_Set problem_
Copy word for word the rows below, starting at the row containing "One point per instance, written like point(222, 108)" and continuing through the final row, with both ends included.

(Data entries)
## Start

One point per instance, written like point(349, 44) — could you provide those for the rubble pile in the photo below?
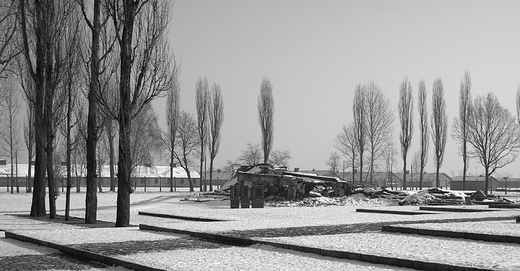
point(436, 196)
point(357, 199)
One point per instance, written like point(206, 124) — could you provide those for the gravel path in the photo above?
point(507, 227)
point(477, 254)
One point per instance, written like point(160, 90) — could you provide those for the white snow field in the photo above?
point(496, 256)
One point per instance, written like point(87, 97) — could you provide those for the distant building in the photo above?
point(473, 183)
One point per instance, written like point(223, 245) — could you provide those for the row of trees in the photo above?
point(483, 129)
point(124, 65)
point(186, 138)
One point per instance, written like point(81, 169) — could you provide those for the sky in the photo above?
point(316, 52)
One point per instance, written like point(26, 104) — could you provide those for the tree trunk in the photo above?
point(171, 172)
point(211, 174)
point(125, 110)
point(110, 134)
point(201, 187)
point(420, 179)
point(371, 169)
point(189, 180)
point(360, 167)
point(49, 148)
point(404, 174)
point(437, 181)
point(464, 169)
point(91, 197)
point(486, 182)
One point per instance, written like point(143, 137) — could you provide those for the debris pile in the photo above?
point(434, 196)
point(353, 200)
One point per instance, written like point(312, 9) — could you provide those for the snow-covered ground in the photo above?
point(498, 256)
point(477, 254)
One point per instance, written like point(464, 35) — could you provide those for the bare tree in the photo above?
point(280, 158)
point(360, 125)
point(8, 27)
point(216, 119)
point(188, 143)
point(415, 167)
point(266, 116)
point(390, 161)
point(145, 137)
point(379, 122)
point(333, 162)
point(202, 103)
point(405, 107)
point(493, 133)
point(172, 118)
point(346, 142)
point(99, 48)
point(140, 28)
point(460, 123)
point(42, 25)
point(439, 123)
point(9, 122)
point(251, 156)
point(71, 86)
point(423, 127)
point(29, 141)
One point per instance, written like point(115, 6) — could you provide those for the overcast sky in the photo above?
point(315, 52)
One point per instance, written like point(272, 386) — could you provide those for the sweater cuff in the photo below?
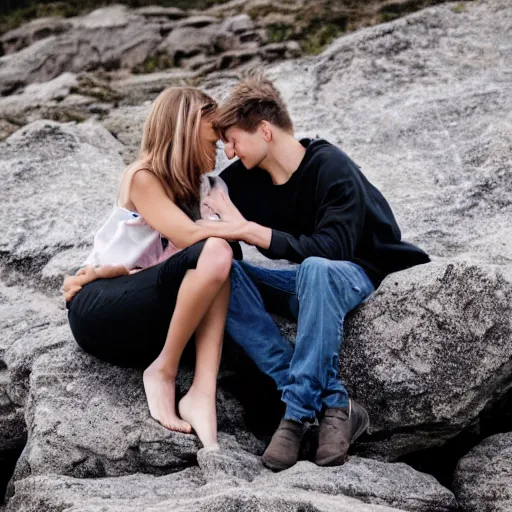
point(278, 244)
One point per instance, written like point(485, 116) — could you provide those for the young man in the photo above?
point(306, 202)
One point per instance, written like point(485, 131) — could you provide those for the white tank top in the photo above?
point(126, 239)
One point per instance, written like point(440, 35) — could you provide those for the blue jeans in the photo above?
point(318, 294)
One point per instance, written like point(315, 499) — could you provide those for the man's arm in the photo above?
point(339, 219)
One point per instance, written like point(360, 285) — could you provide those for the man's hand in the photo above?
point(221, 204)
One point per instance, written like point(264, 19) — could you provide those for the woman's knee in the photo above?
point(219, 257)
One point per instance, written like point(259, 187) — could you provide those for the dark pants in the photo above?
point(124, 320)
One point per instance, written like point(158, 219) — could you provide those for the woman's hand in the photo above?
point(229, 230)
point(220, 203)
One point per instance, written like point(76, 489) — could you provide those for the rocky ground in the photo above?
point(423, 104)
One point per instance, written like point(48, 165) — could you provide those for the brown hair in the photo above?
point(171, 147)
point(253, 100)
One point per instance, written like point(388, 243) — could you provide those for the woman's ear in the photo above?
point(266, 129)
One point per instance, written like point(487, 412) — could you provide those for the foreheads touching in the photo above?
point(248, 116)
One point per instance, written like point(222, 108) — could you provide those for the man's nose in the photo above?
point(229, 150)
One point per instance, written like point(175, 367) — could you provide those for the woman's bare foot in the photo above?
point(160, 393)
point(200, 410)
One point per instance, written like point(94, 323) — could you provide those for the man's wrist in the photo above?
point(256, 234)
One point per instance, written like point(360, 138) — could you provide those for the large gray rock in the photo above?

## End

_Task output_
One point per instance, written like point(222, 108) — could you provide those for the man's nose in the photo above?
point(229, 150)
One point per instance, written like point(175, 367) — could you provide those for the woman's bare foot in the photo above?
point(160, 393)
point(200, 410)
One point per instance, written like point(94, 323) — could you provide those for the man's wrist in the photo above?
point(256, 234)
One point per instance, written like point(360, 138) — could you provide those for the large gray rock in the photo above?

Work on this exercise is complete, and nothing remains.